Retype exactly the lines that run from the start of the data to the line holding "# put one pin on each instance of the sunlit", including both, and only those.

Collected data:
___

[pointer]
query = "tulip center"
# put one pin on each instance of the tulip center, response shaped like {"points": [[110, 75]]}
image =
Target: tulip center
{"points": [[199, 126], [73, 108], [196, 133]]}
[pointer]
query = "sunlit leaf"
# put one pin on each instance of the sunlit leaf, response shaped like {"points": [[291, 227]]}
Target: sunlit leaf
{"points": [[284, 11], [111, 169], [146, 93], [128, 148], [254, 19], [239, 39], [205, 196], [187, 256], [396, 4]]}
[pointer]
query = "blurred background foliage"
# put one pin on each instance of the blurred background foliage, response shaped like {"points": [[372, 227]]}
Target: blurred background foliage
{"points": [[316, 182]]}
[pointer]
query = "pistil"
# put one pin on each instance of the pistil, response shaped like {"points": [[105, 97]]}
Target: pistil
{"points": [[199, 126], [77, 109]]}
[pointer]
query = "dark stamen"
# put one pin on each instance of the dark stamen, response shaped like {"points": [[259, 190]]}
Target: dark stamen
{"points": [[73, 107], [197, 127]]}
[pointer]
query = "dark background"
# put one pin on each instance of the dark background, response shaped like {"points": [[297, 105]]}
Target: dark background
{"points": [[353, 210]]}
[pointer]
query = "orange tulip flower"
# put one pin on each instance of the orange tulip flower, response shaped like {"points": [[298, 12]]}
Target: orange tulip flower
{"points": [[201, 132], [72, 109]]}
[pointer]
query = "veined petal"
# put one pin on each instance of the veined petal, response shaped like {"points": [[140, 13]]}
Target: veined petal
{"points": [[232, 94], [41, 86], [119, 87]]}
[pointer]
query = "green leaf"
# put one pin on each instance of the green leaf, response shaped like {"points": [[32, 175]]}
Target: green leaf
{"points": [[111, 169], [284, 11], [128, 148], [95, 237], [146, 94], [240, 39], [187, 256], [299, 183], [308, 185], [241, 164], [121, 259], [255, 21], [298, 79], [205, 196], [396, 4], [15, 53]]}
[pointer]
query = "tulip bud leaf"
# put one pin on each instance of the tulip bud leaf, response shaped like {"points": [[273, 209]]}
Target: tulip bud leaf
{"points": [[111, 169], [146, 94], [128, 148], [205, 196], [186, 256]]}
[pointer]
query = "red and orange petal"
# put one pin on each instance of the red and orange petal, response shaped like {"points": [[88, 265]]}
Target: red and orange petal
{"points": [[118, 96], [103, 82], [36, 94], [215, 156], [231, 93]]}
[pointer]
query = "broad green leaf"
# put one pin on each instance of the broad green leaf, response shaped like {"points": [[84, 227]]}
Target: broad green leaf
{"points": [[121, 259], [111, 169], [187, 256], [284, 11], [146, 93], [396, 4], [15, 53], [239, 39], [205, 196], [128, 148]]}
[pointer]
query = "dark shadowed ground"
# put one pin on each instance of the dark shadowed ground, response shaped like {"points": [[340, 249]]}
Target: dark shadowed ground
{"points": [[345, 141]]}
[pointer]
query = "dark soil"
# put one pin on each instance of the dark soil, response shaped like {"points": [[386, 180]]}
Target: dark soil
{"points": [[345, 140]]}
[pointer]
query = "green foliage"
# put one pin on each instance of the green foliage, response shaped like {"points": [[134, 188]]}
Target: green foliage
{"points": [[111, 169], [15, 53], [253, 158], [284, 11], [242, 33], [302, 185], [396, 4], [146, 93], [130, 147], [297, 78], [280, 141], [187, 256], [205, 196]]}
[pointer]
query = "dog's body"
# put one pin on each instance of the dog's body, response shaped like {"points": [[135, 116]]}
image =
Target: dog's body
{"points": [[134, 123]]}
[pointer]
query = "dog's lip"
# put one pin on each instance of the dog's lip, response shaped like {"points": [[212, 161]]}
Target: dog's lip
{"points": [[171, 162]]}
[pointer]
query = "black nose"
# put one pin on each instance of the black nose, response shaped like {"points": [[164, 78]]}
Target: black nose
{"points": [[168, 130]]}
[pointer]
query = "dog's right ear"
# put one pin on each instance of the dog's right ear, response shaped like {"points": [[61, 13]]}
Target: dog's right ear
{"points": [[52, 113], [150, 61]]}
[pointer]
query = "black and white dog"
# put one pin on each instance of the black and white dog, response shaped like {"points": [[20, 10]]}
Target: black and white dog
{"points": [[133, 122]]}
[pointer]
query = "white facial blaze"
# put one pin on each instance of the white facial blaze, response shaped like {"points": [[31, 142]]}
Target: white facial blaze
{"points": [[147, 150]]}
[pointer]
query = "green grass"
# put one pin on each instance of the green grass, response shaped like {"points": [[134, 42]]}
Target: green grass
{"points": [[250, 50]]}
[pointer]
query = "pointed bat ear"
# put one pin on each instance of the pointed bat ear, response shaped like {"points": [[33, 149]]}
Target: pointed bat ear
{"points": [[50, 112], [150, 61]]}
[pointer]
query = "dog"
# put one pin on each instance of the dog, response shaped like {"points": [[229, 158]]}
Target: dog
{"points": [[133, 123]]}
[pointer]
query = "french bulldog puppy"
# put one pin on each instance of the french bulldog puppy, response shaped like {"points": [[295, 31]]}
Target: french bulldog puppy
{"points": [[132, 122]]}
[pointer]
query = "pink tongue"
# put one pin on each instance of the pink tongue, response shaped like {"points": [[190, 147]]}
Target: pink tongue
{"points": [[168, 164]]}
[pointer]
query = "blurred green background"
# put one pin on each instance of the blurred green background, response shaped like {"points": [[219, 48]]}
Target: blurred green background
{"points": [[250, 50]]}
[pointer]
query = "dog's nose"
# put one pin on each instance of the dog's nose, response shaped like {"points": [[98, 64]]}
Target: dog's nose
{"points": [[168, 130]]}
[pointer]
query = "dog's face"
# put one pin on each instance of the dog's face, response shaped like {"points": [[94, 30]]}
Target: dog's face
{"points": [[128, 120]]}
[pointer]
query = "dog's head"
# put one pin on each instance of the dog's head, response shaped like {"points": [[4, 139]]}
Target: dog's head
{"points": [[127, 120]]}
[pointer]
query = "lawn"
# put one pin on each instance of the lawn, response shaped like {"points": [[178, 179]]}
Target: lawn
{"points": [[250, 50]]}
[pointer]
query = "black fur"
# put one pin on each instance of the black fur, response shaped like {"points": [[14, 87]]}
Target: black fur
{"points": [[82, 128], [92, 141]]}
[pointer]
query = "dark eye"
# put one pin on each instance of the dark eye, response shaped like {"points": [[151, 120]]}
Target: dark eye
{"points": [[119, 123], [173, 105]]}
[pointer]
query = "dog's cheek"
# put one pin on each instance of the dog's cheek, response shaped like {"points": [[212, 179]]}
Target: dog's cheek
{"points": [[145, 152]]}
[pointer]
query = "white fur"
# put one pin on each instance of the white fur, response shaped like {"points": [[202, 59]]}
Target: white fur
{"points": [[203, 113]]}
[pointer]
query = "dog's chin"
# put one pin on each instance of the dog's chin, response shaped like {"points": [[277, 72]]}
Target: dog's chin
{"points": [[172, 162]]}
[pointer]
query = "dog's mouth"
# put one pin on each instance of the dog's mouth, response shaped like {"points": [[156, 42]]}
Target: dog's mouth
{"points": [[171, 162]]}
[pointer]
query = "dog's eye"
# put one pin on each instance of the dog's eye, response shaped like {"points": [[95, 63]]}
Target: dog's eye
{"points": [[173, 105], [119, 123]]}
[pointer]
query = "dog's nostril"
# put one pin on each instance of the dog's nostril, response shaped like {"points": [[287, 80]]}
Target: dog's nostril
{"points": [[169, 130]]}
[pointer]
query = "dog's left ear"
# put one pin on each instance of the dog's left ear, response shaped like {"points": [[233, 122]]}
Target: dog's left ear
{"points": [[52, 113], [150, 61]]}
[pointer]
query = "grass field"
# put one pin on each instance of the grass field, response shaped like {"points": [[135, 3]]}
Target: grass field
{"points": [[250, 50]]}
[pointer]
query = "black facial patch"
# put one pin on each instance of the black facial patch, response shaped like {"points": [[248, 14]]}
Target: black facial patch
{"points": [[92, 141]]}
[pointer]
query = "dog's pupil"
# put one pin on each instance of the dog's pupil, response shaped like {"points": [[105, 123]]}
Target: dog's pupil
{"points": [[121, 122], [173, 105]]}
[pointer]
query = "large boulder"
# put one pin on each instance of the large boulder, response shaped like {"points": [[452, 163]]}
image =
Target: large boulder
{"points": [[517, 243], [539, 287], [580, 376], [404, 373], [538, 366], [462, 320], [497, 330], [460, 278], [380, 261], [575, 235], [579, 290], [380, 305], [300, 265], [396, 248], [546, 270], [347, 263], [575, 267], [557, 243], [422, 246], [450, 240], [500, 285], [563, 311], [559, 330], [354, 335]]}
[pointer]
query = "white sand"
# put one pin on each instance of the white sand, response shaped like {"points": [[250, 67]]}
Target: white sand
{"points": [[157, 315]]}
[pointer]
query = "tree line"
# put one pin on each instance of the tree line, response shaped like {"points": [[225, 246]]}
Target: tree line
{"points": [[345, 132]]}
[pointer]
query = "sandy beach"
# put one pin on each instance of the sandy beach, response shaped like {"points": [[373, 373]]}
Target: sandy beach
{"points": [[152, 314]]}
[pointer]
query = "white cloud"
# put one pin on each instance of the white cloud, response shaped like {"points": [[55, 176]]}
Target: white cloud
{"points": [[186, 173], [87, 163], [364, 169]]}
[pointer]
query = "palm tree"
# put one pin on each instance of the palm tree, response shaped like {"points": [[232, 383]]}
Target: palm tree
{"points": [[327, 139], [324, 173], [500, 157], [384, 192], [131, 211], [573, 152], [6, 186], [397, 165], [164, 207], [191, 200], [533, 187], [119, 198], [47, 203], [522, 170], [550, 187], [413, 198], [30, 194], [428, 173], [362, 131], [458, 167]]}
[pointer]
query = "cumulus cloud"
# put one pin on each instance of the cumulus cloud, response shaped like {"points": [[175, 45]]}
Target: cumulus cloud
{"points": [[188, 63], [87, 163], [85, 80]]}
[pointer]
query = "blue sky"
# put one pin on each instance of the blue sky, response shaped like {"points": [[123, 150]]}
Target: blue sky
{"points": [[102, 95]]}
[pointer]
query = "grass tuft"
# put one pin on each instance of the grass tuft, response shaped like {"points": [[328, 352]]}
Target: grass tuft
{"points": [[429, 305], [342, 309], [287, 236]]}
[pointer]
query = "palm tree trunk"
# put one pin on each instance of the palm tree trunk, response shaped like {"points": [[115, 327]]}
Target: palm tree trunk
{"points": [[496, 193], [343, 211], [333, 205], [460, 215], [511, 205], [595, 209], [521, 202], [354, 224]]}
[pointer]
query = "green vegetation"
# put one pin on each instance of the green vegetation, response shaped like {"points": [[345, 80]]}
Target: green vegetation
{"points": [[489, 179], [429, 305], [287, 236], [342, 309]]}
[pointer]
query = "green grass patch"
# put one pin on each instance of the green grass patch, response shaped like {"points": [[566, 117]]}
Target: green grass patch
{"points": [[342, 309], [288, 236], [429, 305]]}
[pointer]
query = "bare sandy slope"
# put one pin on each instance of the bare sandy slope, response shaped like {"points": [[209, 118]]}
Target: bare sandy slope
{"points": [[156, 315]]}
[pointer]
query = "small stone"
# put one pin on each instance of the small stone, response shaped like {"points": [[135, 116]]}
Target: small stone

___

◆ OUTPUT OF THE TASK ◆
[pointer]
query = "tulip center"
# put one pin on each instance of the tulip center, response shaped like {"points": [[110, 75]]}
image =
Target: tulip center
{"points": [[199, 126], [73, 108], [196, 133]]}
[pointer]
query = "sunlit leaf"
# put one pin on each instance of the sunlit leaf, response shaped like {"points": [[291, 227]]}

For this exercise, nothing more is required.